**Instructions to follow**
Extend the Amazon crawler setup guide below, starting right after its last sentence.

**Study text**
The crawler is found in crawler/crawler_2.0.
First, install selenium with
pip install selenium
At this point, the driver should run correctly, assuming you are using Chrome. If you use another browser, you must change the selenium driver setup. This looks like
driver = webdriver.Chrome()
Amazon changes the names and paths of the items we want to crawl constantly. If the crawler throws an error, inspect the code for the element that failed, then find that element in the browser inspection pane and fix the reference. This may occur multiple times. In some cases, parts of the old reference can be searched for to find the new one.
Simply run main.py. The crawler is not designed to run in parallel, but doing so is possible. Note that data already exists, so check and make sure you aren't overwriting anything.
In some cases, the crawler may need a capcha. Fill this out when it occurs.
Assorted tools to get data about the crawler files and generate invocations. Each is a self contained python file. Make sure the inputs and outputs are where you want them.
You will need to install the python openAI library. Selenium should already be instulled, but if it is not, do that too.
pip install openai
You will need an openAI account. Set up a project and get an API key.
The model is currently set to gpt-4.0. If you want a cheaper option, choose gpt-4.0-mini. It is rate limited and cannot handle parallel instances.

**Supplied material**

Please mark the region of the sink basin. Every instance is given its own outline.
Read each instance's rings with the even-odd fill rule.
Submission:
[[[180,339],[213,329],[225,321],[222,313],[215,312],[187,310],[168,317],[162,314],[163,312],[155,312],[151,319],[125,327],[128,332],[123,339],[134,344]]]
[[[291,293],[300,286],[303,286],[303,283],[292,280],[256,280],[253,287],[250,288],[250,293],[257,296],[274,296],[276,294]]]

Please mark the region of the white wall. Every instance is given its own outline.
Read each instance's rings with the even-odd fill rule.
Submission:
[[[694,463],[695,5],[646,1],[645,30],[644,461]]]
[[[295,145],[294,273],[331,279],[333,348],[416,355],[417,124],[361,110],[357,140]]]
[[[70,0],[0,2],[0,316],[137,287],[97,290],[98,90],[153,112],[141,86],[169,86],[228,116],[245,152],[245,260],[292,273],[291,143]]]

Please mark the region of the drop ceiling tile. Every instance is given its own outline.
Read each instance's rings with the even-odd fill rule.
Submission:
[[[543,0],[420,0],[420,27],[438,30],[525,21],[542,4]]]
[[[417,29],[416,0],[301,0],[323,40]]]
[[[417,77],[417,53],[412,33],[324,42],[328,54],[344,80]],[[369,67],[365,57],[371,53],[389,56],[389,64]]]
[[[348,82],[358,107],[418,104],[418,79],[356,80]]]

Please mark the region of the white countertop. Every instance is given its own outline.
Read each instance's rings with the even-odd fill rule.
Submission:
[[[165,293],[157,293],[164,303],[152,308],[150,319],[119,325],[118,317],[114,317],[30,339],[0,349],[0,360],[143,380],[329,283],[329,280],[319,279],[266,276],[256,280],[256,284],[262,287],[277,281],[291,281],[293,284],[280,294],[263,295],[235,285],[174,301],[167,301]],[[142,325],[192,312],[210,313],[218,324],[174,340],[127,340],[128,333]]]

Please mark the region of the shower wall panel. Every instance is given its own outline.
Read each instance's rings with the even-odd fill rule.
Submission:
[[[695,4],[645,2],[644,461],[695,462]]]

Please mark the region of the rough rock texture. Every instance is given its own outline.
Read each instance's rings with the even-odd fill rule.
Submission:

**Task answer**
You will need a developer account, with username, password, and the url to the developer portal set. You may have to start a skill to access the dev portal.
Make sure you have invocations in the same directory, and there are no collisions with output.
Run
python3 main.py
If you want to run in parallel, you can specifiy category and then starting letter as input args. This prevents multiple instances from running on the same skills, leading to race conditions or inefficeincy. All 3 patterns are supported.
python3 main.py
python3 main.py CategoryName
python3 main.py CategoryName A
If too many parallel instances are run, the chatbot may crash. Also, some skills freeze indefinitely (5 or so in our run.) Kill the Chrome windows and delete these skill invocations, or it may freeze Chrome and possibly overheat your machine.
There are 3 folders with analysis tools, one for resource analysis, one for content analysis, and one for performance analysis. Each contains python analysis files. All are self contained, although you may need to install boto3.
Also included is sanitized result data.